#### PARTS OF THE EXERCISE:
• A. In the passage on decision tree induction, what does each leaf node hold?
• B. Reproduce the lines in the rows from the line with "draw the outline of the **bicycle wheel**" to the line with "103 119 L 103", both included.

#### READING PASSAGE:
CLASSIFICATION
BY DECISION TREE INDUCTION:
Decision tree induction is the learning of decision
trees from class-labeled training tuples.A decision
tree is a flowchart-like tree structure, where each internal node (nonleaf node) denotes a test on an attribute, each branch represents an outcome of the
test, and each leaf
node (or
terminal node) holds a class label. The top most node in a tree is the root node.
Fig. A decision tree for the
concept buys computer
How
are decision trees used for classification?
Given
a tuple, X, for which the associated class label is unknown, the
attribute values of the tuple are tested against the decision tree. A path is
traced from the root to a leaf node, which holds the class prediction for that
tuple. Decision trees can easily be converted to classification rules.
Why
are decision tree classifiers so popular?

#### WORKING DATA:
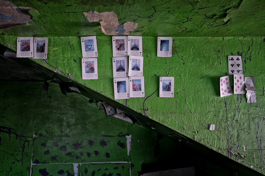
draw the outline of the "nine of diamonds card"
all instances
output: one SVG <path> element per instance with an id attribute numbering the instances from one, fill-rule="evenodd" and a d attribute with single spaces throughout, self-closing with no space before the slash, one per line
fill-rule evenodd
<path id="1" fill-rule="evenodd" d="M 130 97 L 144 97 L 144 80 L 143 77 L 129 78 Z"/>
<path id="2" fill-rule="evenodd" d="M 159 78 L 159 97 L 174 97 L 174 77 Z"/>
<path id="3" fill-rule="evenodd" d="M 142 76 L 144 58 L 141 56 L 129 56 L 129 76 Z"/>
<path id="4" fill-rule="evenodd" d="M 81 37 L 81 46 L 83 58 L 92 58 L 98 55 L 96 36 Z"/>
<path id="5" fill-rule="evenodd" d="M 112 58 L 113 78 L 127 78 L 128 59 L 127 57 Z"/>
<path id="6" fill-rule="evenodd" d="M 33 56 L 33 37 L 18 37 L 17 57 L 32 58 Z"/>
<path id="7" fill-rule="evenodd" d="M 169 58 L 172 56 L 172 37 L 157 37 L 157 57 Z"/>
<path id="8" fill-rule="evenodd" d="M 96 58 L 82 58 L 82 79 L 96 79 L 98 77 L 97 59 Z"/>
<path id="9" fill-rule="evenodd" d="M 115 99 L 130 98 L 129 95 L 129 78 L 114 78 L 113 79 L 113 82 Z"/>
<path id="10" fill-rule="evenodd" d="M 35 37 L 33 42 L 34 56 L 33 59 L 47 59 L 47 51 L 48 48 L 47 37 Z"/>
<path id="11" fill-rule="evenodd" d="M 113 57 L 128 56 L 127 37 L 112 37 L 112 54 Z"/>
<path id="12" fill-rule="evenodd" d="M 141 36 L 128 36 L 128 55 L 143 56 L 142 37 Z"/>

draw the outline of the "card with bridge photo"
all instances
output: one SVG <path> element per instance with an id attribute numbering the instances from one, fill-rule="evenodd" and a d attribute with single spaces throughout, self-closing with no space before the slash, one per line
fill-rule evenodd
<path id="1" fill-rule="evenodd" d="M 83 79 L 96 79 L 98 75 L 98 59 L 82 58 L 82 78 Z"/>
<path id="2" fill-rule="evenodd" d="M 129 82 L 130 97 L 144 97 L 144 77 L 130 77 Z"/>
<path id="3" fill-rule="evenodd" d="M 112 58 L 113 78 L 128 77 L 128 58 L 127 57 Z"/>
<path id="4" fill-rule="evenodd" d="M 142 37 L 141 36 L 128 36 L 128 55 L 143 56 Z"/>
<path id="5" fill-rule="evenodd" d="M 33 57 L 34 56 L 33 37 L 19 37 L 17 39 L 17 57 Z"/>
<path id="6" fill-rule="evenodd" d="M 142 76 L 144 58 L 142 56 L 129 56 L 129 76 Z"/>
<path id="7" fill-rule="evenodd" d="M 113 79 L 114 88 L 114 98 L 128 99 L 129 95 L 129 78 L 114 78 Z"/>
<path id="8" fill-rule="evenodd" d="M 48 38 L 35 37 L 33 43 L 34 56 L 33 59 L 47 59 Z"/>
<path id="9" fill-rule="evenodd" d="M 98 47 L 96 36 L 81 37 L 82 54 L 84 58 L 98 57 Z"/>
<path id="10" fill-rule="evenodd" d="M 159 97 L 174 97 L 174 77 L 159 77 Z"/>
<path id="11" fill-rule="evenodd" d="M 128 56 L 127 36 L 112 37 L 112 54 L 113 57 Z"/>

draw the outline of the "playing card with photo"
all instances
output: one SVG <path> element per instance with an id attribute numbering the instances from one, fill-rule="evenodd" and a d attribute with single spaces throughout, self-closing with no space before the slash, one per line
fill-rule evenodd
<path id="1" fill-rule="evenodd" d="M 157 57 L 169 58 L 172 56 L 172 37 L 157 37 Z"/>
<path id="2" fill-rule="evenodd" d="M 35 37 L 33 43 L 34 56 L 33 59 L 47 59 L 48 38 Z"/>
<path id="3" fill-rule="evenodd" d="M 113 57 L 128 56 L 127 37 L 113 36 L 112 40 Z"/>
<path id="4" fill-rule="evenodd" d="M 242 74 L 242 58 L 240 56 L 228 56 L 228 73 L 229 75 Z"/>
<path id="5" fill-rule="evenodd" d="M 81 37 L 82 54 L 85 58 L 98 57 L 98 47 L 96 36 Z"/>
<path id="6" fill-rule="evenodd" d="M 112 58 L 113 78 L 128 78 L 128 59 L 127 57 Z"/>
<path id="7" fill-rule="evenodd" d="M 220 94 L 221 97 L 228 96 L 232 94 L 229 76 L 226 76 L 220 78 Z"/>
<path id="8" fill-rule="evenodd" d="M 33 37 L 18 37 L 17 40 L 17 57 L 32 58 L 34 55 Z"/>
<path id="9" fill-rule="evenodd" d="M 240 94 L 245 93 L 244 75 L 234 75 L 234 93 Z"/>
<path id="10" fill-rule="evenodd" d="M 128 78 L 113 79 L 114 86 L 114 98 L 128 99 L 129 95 L 129 78 Z"/>
<path id="11" fill-rule="evenodd" d="M 141 36 L 128 36 L 128 55 L 143 56 L 142 37 Z"/>
<path id="12" fill-rule="evenodd" d="M 143 77 L 129 78 L 130 97 L 144 97 L 144 79 Z"/>
<path id="13" fill-rule="evenodd" d="M 141 56 L 129 56 L 129 76 L 142 76 L 144 58 Z"/>
<path id="14" fill-rule="evenodd" d="M 174 97 L 174 77 L 159 78 L 159 97 Z"/>
<path id="15" fill-rule="evenodd" d="M 98 59 L 82 58 L 82 78 L 83 79 L 96 79 L 98 75 Z"/>

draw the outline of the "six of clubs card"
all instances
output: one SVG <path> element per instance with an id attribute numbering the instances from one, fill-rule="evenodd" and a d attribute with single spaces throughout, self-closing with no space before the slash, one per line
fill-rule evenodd
<path id="1" fill-rule="evenodd" d="M 142 37 L 128 36 L 127 41 L 128 56 L 143 56 Z"/>
<path id="2" fill-rule="evenodd" d="M 129 78 L 130 97 L 144 97 L 143 77 L 131 77 Z"/>
<path id="3" fill-rule="evenodd" d="M 129 57 L 129 76 L 142 76 L 144 58 L 141 56 Z"/>
<path id="4" fill-rule="evenodd" d="M 174 97 L 174 77 L 159 78 L 159 97 Z"/>
<path id="5" fill-rule="evenodd" d="M 241 56 L 228 56 L 228 73 L 229 75 L 242 74 L 242 58 Z"/>
<path id="6" fill-rule="evenodd" d="M 48 48 L 48 37 L 35 37 L 34 39 L 34 56 L 33 59 L 47 59 Z"/>
<path id="7" fill-rule="evenodd" d="M 128 78 L 113 79 L 115 99 L 130 98 L 129 95 L 129 78 Z"/>
<path id="8" fill-rule="evenodd" d="M 98 56 L 96 36 L 81 37 L 81 46 L 83 58 L 87 58 Z"/>
<path id="9" fill-rule="evenodd" d="M 82 78 L 83 79 L 98 79 L 98 59 L 96 58 L 82 58 Z"/>
<path id="10" fill-rule="evenodd" d="M 128 78 L 128 59 L 127 57 L 112 58 L 113 78 Z"/>
<path id="11" fill-rule="evenodd" d="M 172 37 L 157 37 L 157 57 L 172 56 Z"/>
<path id="12" fill-rule="evenodd" d="M 18 37 L 17 39 L 17 57 L 33 57 L 33 37 Z"/>
<path id="13" fill-rule="evenodd" d="M 112 54 L 113 57 L 128 56 L 127 37 L 112 37 Z"/>

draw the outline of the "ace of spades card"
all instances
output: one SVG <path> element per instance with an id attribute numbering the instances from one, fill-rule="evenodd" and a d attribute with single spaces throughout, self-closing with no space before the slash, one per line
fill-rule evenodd
<path id="1" fill-rule="evenodd" d="M 228 73 L 229 75 L 242 74 L 242 58 L 240 56 L 228 56 Z"/>
<path id="2" fill-rule="evenodd" d="M 229 76 L 226 76 L 220 78 L 220 94 L 221 97 L 232 94 L 231 87 L 230 85 Z"/>

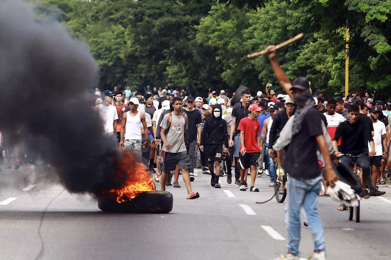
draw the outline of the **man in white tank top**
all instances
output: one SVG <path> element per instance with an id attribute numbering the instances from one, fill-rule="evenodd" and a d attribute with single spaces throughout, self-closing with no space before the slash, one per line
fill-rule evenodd
<path id="1" fill-rule="evenodd" d="M 141 128 L 143 128 L 144 134 L 148 136 L 148 128 L 143 113 L 137 111 L 138 100 L 131 98 L 129 100 L 130 110 L 122 115 L 121 126 L 121 137 L 119 145 L 121 147 L 131 147 L 136 151 L 141 150 Z M 143 146 L 148 145 L 146 141 Z"/>
<path id="2" fill-rule="evenodd" d="M 262 128 L 262 133 L 261 134 L 260 143 L 264 143 L 264 141 L 265 141 L 265 138 L 266 139 L 266 148 L 265 152 L 265 156 L 266 157 L 266 160 L 267 160 L 269 165 L 268 170 L 269 172 L 269 176 L 270 177 L 270 184 L 269 185 L 269 187 L 274 187 L 274 177 L 276 175 L 276 164 L 272 158 L 269 156 L 268 147 L 269 147 L 269 134 L 270 133 L 270 128 L 271 128 L 271 125 L 273 123 L 274 115 L 278 112 L 278 108 L 276 106 L 271 105 L 269 107 L 269 110 L 270 112 L 270 117 L 266 118 L 264 121 L 264 126 Z"/>

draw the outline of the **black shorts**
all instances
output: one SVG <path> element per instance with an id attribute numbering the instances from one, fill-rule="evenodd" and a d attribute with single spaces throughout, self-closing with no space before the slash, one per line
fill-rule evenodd
<path id="1" fill-rule="evenodd" d="M 186 151 L 179 153 L 169 153 L 164 151 L 161 152 L 163 157 L 163 171 L 171 171 L 179 165 L 179 169 L 188 169 L 191 167 L 192 161 L 187 152 Z"/>
<path id="2" fill-rule="evenodd" d="M 251 166 L 258 166 L 258 158 L 260 153 L 246 153 L 244 155 L 239 154 L 239 165 L 240 169 L 245 170 L 250 168 Z"/>
<path id="3" fill-rule="evenodd" d="M 222 144 L 207 144 L 204 151 L 206 153 L 207 164 L 213 164 L 215 162 L 221 162 Z"/>
<path id="4" fill-rule="evenodd" d="M 378 155 L 374 156 L 371 158 L 371 165 L 374 165 L 375 166 L 380 167 L 382 166 L 382 158 L 383 158 L 382 155 Z"/>

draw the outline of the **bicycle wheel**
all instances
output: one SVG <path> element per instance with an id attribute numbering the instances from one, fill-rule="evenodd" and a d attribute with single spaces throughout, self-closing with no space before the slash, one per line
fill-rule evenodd
<path id="1" fill-rule="evenodd" d="M 353 213 L 354 212 L 354 208 L 353 207 L 348 207 L 349 210 L 349 220 L 353 220 Z"/>
<path id="2" fill-rule="evenodd" d="M 360 201 L 359 205 L 356 207 L 356 223 L 360 223 Z"/>

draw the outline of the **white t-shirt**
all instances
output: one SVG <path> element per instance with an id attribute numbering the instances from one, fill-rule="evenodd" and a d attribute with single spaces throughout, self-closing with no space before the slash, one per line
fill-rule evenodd
<path id="1" fill-rule="evenodd" d="M 373 123 L 373 142 L 375 142 L 375 149 L 376 151 L 375 156 L 383 155 L 382 146 L 382 135 L 386 134 L 386 126 L 384 123 L 380 120 L 377 120 L 376 123 Z M 368 143 L 368 148 L 371 151 L 371 146 Z"/>
<path id="2" fill-rule="evenodd" d="M 103 119 L 103 127 L 105 132 L 112 134 L 114 132 L 113 124 L 114 120 L 118 119 L 118 114 L 115 107 L 112 105 L 106 106 L 103 105 L 103 104 L 99 104 L 95 107 L 94 110 L 99 113 Z"/>

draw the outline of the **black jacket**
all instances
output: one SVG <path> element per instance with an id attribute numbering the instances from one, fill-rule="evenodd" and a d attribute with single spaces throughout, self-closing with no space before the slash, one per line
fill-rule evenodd
<path id="1" fill-rule="evenodd" d="M 228 135 L 227 133 L 227 122 L 222 118 L 221 106 L 216 104 L 213 107 L 213 110 L 218 109 L 220 111 L 218 118 L 215 117 L 212 113 L 211 116 L 206 118 L 204 125 L 204 129 L 201 134 L 201 145 L 224 144 L 228 148 Z"/>

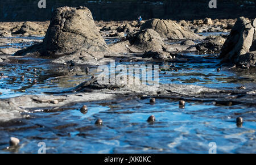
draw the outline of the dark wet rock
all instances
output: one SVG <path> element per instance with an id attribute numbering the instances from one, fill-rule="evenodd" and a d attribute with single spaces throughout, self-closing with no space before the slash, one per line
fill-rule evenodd
<path id="1" fill-rule="evenodd" d="M 188 29 L 184 29 L 171 20 L 153 19 L 146 21 L 141 27 L 142 29 L 152 29 L 158 32 L 163 38 L 170 40 L 200 39 L 201 37 Z"/>
<path id="2" fill-rule="evenodd" d="M 0 122 L 21 118 L 20 108 L 15 106 L 15 102 L 0 100 Z"/>
<path id="3" fill-rule="evenodd" d="M 199 51 L 204 52 L 207 50 L 219 51 L 226 39 L 224 37 L 218 37 L 215 39 L 205 41 L 196 45 L 196 49 Z"/>
<path id="4" fill-rule="evenodd" d="M 87 113 L 87 111 L 88 110 L 88 108 L 87 108 L 87 106 L 85 105 L 84 105 L 82 108 L 80 108 L 80 112 L 82 112 L 84 114 L 85 114 Z"/>
<path id="5" fill-rule="evenodd" d="M 11 137 L 10 138 L 10 145 L 11 146 L 16 146 L 19 144 L 20 141 L 18 138 Z"/>
<path id="6" fill-rule="evenodd" d="M 237 123 L 242 123 L 243 122 L 243 119 L 241 117 L 238 117 L 237 118 Z"/>
<path id="7" fill-rule="evenodd" d="M 256 50 L 246 53 L 239 57 L 238 66 L 243 68 L 250 68 L 255 66 L 256 64 Z"/>
<path id="8" fill-rule="evenodd" d="M 151 29 L 146 29 L 127 36 L 131 45 L 129 49 L 137 51 L 163 51 L 165 45 L 158 32 Z"/>
<path id="9" fill-rule="evenodd" d="M 95 64 L 103 57 L 104 52 L 109 50 L 88 9 L 63 7 L 53 11 L 43 42 L 18 51 L 15 55 L 59 58 L 53 61 L 55 63 L 73 60 L 76 63 Z"/>
<path id="10" fill-rule="evenodd" d="M 132 32 L 134 31 L 134 28 L 131 27 L 129 24 L 126 23 L 118 27 L 117 31 L 118 32 Z"/>
<path id="11" fill-rule="evenodd" d="M 184 100 L 180 100 L 180 101 L 179 101 L 179 105 L 185 105 L 185 102 Z"/>
<path id="12" fill-rule="evenodd" d="M 243 17 L 238 18 L 221 49 L 219 58 L 222 58 L 223 62 L 232 62 L 239 66 L 241 63 L 247 67 L 254 66 L 254 59 L 251 58 L 254 53 L 247 54 L 256 50 L 255 45 L 253 45 L 255 44 L 254 33 L 255 28 L 249 20 Z"/>
<path id="13" fill-rule="evenodd" d="M 101 125 L 103 124 L 103 121 L 101 119 L 98 119 L 95 122 L 95 124 Z"/>
<path id="14" fill-rule="evenodd" d="M 195 43 L 191 40 L 186 40 L 182 41 L 181 43 L 180 43 L 180 45 L 188 45 L 191 46 L 195 45 Z"/>
<path id="15" fill-rule="evenodd" d="M 204 19 L 204 23 L 205 24 L 212 24 L 212 19 L 210 18 L 206 18 Z"/>
<path id="16" fill-rule="evenodd" d="M 14 48 L 0 48 L 0 55 L 1 55 L 1 54 L 13 54 L 19 50 L 20 50 L 20 49 Z"/>
<path id="17" fill-rule="evenodd" d="M 11 37 L 11 34 L 6 31 L 0 31 L 0 37 Z"/>
<path id="18" fill-rule="evenodd" d="M 155 103 L 155 98 L 151 98 L 150 100 L 150 103 Z"/>
<path id="19" fill-rule="evenodd" d="M 44 39 L 43 54 L 63 56 L 81 49 L 108 50 L 90 10 L 85 7 L 57 9 Z"/>
<path id="20" fill-rule="evenodd" d="M 150 116 L 147 120 L 148 122 L 152 122 L 155 121 L 155 117 L 154 115 Z"/>
<path id="21" fill-rule="evenodd" d="M 25 22 L 20 27 L 20 28 L 14 32 L 13 34 L 17 35 L 17 34 L 27 34 L 26 35 L 28 35 L 29 34 L 36 34 L 37 32 L 41 31 L 41 28 L 39 27 L 39 26 L 31 22 L 27 21 Z"/>
<path id="22" fill-rule="evenodd" d="M 142 58 L 152 58 L 153 59 L 172 58 L 170 53 L 166 52 L 148 51 L 142 54 Z"/>

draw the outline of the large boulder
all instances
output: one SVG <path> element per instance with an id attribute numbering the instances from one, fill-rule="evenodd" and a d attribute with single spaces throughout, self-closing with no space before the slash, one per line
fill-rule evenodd
<path id="1" fill-rule="evenodd" d="M 131 48 L 139 51 L 163 51 L 166 47 L 159 34 L 151 29 L 130 33 L 127 38 Z"/>
<path id="2" fill-rule="evenodd" d="M 189 29 L 185 29 L 171 20 L 153 19 L 142 24 L 141 29 L 150 28 L 158 32 L 163 38 L 170 40 L 198 40 L 201 37 Z"/>
<path id="3" fill-rule="evenodd" d="M 13 34 L 14 35 L 35 35 L 38 34 L 39 31 L 42 31 L 42 28 L 36 24 L 34 22 L 27 21 L 25 22 L 20 28 L 13 32 Z"/>
<path id="4" fill-rule="evenodd" d="M 60 59 L 55 62 L 77 60 L 94 61 L 92 64 L 94 64 L 103 57 L 104 52 L 109 51 L 88 8 L 62 7 L 53 12 L 43 42 L 18 51 L 15 55 Z"/>
<path id="5" fill-rule="evenodd" d="M 108 50 L 91 12 L 85 7 L 56 9 L 44 39 L 42 53 L 63 56 L 81 49 Z"/>
<path id="6" fill-rule="evenodd" d="M 256 50 L 255 27 L 253 24 L 250 20 L 243 17 L 237 19 L 221 49 L 219 57 L 222 58 L 223 62 L 231 62 L 240 64 L 241 64 L 240 60 L 243 59 L 243 64 L 245 65 L 245 61 L 250 61 L 250 59 L 245 60 L 245 58 L 250 57 L 250 56 L 243 56 L 243 58 L 240 56 L 250 51 Z M 249 63 L 248 65 L 251 66 Z"/>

#### SOLUTIONS BY TASK:
• A. A class label.

• B.
draw the outline of the **bicycle wheel**
all instances
output: one SVG <path> element per instance with an id attribute numbering the instances from one, fill-rule="evenodd" and a d attribute with single spaces throughout, self-closing with no space before the slash, one per line
fill-rule evenodd
<path id="1" fill-rule="evenodd" d="M 353 213 L 354 212 L 354 208 L 353 207 L 348 207 L 349 210 L 349 220 L 353 220 Z"/>
<path id="2" fill-rule="evenodd" d="M 360 201 L 359 205 L 356 207 L 356 223 L 360 223 Z"/>

draw the outline of the **white t-shirt**
all instances
output: one SVG <path> element per instance with an id attribute numbering the instances from one, fill-rule="evenodd" and a d attribute with single spaces throughout, self-closing with no space before the slash, one per line
fill-rule evenodd
<path id="1" fill-rule="evenodd" d="M 373 123 L 373 142 L 375 142 L 375 149 L 376 151 L 375 156 L 383 155 L 382 146 L 382 135 L 386 134 L 386 126 L 384 123 L 380 120 L 377 120 L 376 123 Z M 368 143 L 368 148 L 371 151 L 371 146 Z"/>
<path id="2" fill-rule="evenodd" d="M 103 119 L 103 127 L 105 132 L 112 134 L 114 132 L 113 124 L 114 120 L 118 119 L 118 114 L 115 107 L 112 105 L 106 106 L 103 105 L 103 104 L 99 104 L 95 107 L 94 110 L 99 113 Z"/>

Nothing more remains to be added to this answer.